— BEGIN INPUT MATERIAL —
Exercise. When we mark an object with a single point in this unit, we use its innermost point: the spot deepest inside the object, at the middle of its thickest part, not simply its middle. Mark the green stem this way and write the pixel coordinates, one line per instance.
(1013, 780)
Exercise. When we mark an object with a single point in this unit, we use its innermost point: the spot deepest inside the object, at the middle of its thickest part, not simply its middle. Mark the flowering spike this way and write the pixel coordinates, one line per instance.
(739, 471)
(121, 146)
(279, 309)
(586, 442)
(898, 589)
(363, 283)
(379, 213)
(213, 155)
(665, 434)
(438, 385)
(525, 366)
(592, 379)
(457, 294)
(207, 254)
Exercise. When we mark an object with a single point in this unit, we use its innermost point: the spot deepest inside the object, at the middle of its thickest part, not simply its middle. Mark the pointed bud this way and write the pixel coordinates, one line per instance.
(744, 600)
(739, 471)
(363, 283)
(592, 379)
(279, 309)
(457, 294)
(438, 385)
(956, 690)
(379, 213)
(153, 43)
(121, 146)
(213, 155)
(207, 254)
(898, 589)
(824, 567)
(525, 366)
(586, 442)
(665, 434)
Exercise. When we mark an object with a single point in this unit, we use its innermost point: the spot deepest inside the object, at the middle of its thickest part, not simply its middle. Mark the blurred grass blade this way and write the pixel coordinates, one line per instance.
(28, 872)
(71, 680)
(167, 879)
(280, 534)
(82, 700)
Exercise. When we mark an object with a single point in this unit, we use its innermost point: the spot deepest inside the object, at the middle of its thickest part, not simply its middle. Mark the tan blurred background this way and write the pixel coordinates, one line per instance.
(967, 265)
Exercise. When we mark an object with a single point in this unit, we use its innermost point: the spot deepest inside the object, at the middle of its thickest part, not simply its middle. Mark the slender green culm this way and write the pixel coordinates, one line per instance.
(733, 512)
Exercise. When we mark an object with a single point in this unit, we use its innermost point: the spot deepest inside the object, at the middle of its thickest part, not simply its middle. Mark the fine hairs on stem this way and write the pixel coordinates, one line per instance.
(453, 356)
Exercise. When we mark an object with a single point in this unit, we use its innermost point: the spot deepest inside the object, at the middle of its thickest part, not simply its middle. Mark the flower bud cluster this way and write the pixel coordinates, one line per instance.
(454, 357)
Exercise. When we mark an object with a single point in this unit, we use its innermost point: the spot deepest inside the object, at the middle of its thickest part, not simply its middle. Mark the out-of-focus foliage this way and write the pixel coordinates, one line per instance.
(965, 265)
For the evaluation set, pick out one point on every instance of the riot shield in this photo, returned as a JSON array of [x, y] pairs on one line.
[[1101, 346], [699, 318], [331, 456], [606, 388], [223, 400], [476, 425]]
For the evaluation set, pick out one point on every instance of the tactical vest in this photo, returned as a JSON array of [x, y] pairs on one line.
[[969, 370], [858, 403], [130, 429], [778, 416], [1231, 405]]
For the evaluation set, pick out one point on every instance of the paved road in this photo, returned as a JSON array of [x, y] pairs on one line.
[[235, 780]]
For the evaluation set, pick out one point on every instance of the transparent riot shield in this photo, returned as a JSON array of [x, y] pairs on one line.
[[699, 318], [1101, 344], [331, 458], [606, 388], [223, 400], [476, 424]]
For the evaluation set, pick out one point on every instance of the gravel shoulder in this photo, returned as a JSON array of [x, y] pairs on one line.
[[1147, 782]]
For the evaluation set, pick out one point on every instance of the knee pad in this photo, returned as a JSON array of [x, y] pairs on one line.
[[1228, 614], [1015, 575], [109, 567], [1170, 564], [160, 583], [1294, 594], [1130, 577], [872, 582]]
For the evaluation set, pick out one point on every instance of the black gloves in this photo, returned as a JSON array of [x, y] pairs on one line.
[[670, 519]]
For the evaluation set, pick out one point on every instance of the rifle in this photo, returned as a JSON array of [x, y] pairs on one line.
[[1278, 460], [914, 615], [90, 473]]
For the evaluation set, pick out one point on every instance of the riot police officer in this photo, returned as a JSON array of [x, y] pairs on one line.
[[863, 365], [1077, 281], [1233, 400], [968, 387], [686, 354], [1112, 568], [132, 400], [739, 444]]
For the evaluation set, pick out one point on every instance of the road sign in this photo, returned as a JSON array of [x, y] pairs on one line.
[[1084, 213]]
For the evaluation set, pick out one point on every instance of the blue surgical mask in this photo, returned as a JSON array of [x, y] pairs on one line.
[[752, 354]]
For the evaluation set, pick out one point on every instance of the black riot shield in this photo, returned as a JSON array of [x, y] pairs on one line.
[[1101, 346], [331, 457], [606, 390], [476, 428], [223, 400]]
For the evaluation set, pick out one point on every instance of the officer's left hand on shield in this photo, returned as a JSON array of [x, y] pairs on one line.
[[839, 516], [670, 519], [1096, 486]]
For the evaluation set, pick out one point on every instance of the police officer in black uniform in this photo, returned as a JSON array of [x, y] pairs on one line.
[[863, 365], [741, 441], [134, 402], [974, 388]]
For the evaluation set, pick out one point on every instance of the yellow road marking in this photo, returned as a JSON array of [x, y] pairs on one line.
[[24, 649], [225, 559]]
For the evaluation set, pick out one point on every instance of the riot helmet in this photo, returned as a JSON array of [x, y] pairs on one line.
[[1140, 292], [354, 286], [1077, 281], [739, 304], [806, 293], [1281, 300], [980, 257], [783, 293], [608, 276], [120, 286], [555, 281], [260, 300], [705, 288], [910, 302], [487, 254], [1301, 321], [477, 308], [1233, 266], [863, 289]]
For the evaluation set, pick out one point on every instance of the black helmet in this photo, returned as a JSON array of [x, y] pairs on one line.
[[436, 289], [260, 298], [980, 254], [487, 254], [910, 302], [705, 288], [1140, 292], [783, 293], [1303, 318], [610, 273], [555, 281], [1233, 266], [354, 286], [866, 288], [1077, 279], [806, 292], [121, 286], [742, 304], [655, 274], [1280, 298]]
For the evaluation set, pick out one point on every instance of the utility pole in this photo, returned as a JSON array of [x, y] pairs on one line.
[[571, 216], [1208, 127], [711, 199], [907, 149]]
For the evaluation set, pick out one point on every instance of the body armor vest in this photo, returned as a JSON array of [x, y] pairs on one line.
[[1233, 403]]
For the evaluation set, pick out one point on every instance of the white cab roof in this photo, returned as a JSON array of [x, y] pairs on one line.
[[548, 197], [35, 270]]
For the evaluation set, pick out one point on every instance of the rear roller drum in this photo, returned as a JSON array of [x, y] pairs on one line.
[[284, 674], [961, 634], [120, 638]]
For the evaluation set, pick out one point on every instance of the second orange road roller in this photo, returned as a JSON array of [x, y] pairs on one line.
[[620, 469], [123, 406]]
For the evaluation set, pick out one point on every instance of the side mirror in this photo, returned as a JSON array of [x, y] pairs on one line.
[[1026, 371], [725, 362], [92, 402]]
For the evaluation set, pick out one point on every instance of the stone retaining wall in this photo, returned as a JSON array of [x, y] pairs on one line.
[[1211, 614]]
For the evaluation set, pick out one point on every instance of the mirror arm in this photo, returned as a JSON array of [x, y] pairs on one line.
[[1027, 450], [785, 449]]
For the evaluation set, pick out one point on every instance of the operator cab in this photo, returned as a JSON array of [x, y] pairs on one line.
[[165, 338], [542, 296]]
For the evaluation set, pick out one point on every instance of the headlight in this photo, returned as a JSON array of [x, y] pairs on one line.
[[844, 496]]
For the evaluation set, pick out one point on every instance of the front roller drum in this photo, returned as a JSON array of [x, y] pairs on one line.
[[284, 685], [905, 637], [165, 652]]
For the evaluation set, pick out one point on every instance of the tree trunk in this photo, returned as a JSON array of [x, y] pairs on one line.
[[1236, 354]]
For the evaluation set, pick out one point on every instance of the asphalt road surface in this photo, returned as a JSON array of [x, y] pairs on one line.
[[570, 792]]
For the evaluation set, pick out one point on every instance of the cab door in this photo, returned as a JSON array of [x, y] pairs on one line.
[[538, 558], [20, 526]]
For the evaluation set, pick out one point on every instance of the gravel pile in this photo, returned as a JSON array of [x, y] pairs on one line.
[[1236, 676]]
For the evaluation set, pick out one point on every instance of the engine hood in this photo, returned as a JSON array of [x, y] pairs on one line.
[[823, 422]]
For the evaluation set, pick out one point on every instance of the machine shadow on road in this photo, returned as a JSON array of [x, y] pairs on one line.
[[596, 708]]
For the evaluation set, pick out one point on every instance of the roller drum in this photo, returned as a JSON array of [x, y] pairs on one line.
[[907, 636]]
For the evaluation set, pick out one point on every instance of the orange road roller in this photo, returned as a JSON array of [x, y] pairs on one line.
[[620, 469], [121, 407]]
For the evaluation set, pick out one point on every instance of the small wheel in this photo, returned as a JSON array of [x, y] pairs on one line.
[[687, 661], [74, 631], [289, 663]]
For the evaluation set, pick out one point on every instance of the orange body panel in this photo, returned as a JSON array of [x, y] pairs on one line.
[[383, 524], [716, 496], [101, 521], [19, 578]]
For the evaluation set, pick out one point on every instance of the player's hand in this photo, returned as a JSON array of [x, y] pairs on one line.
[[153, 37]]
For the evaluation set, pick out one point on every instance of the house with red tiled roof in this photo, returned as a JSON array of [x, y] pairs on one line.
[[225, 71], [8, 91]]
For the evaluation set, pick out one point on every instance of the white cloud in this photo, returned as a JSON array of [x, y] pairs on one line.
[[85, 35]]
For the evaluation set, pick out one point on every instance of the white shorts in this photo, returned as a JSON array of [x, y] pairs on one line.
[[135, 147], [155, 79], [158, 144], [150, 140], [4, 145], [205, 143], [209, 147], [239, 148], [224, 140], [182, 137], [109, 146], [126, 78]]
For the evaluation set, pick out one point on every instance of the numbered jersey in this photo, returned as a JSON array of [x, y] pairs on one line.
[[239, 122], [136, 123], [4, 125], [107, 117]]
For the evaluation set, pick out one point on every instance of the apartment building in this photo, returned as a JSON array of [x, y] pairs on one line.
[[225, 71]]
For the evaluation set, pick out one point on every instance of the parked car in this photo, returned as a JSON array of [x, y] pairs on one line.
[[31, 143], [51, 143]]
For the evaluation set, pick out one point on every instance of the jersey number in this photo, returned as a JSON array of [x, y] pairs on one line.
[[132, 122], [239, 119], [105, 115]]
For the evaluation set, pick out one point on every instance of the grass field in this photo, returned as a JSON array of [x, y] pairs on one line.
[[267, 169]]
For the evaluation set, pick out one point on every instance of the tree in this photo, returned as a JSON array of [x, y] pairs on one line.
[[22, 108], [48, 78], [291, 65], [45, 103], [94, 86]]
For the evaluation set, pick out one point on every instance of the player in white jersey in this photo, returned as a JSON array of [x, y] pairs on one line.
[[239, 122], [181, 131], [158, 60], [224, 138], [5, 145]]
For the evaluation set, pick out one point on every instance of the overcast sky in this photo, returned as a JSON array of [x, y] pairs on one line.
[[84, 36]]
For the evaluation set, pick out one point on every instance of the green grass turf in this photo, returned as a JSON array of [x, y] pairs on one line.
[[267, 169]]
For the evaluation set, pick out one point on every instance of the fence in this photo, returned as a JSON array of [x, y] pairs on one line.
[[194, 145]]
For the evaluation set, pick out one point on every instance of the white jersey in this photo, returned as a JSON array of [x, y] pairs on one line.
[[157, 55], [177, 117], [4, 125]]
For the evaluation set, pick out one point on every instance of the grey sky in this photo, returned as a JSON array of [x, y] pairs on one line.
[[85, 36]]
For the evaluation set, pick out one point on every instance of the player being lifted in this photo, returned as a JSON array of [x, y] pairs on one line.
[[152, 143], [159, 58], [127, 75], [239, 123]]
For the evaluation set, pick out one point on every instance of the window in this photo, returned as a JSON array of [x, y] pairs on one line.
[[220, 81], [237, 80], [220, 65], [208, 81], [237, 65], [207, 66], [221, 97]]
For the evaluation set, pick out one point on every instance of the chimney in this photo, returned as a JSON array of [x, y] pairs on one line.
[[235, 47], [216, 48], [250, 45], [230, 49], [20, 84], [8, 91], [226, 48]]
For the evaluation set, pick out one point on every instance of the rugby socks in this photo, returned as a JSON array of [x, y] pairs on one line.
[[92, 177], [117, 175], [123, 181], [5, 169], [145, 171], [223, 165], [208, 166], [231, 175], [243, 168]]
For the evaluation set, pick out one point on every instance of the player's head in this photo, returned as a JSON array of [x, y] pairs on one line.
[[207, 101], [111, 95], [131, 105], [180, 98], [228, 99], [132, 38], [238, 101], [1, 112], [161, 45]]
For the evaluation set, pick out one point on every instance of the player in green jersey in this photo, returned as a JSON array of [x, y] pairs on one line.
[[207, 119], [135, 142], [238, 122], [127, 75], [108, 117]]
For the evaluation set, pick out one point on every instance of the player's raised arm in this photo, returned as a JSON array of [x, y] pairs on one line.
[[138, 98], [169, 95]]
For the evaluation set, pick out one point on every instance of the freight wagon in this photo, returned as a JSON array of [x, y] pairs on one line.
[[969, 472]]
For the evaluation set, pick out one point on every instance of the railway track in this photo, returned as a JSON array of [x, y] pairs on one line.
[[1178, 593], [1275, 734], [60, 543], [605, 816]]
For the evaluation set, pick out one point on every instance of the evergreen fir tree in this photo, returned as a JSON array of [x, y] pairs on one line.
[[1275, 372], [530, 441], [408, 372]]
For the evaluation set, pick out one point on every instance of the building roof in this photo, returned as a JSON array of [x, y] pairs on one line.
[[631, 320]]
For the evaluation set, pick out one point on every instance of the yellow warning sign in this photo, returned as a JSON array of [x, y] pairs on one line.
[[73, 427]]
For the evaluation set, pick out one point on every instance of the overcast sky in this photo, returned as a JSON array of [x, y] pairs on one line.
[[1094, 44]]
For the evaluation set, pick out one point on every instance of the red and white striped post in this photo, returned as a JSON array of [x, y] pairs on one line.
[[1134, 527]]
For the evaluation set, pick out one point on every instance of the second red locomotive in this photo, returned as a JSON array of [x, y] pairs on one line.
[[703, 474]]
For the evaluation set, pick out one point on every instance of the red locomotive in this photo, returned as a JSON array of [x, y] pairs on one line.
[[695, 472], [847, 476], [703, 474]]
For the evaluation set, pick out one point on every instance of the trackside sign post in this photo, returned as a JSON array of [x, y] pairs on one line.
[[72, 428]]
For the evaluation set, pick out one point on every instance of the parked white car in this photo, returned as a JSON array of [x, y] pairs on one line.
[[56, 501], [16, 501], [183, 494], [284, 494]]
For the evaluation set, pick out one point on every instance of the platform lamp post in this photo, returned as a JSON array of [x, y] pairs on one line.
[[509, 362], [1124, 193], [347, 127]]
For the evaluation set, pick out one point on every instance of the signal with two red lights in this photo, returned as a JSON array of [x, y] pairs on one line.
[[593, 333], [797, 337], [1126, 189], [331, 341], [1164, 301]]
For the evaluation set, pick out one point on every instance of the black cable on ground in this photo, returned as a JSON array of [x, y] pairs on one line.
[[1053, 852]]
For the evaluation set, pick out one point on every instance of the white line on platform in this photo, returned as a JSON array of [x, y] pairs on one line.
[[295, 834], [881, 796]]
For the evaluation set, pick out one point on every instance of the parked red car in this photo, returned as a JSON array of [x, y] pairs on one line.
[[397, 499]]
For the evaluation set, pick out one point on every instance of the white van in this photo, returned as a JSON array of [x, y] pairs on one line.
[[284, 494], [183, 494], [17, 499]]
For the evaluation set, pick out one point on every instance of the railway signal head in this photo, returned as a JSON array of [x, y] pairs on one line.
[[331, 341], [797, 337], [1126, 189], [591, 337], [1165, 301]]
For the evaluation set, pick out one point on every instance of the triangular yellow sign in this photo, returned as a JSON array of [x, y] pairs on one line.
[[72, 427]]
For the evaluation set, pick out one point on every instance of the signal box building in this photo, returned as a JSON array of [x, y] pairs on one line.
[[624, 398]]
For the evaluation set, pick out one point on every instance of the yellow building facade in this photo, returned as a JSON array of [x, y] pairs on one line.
— END INPUT MATERIAL —
Reproduce verbatim the lines of the records above, beginning at the line that contains "of the operator" and stopping after the line that contains "[[844, 496]]".

▶ [REPLY]:
For the evaluation set, pick out one point on every instance of the operator cab in this photo, returned as a JSON array of [x, y] pairs on one line.
[[165, 338], [542, 296]]
For the evaluation set, pick out one point on every instance of the headlight in this photo, returned as a JSON array of [x, y] pairs on one line.
[[844, 496]]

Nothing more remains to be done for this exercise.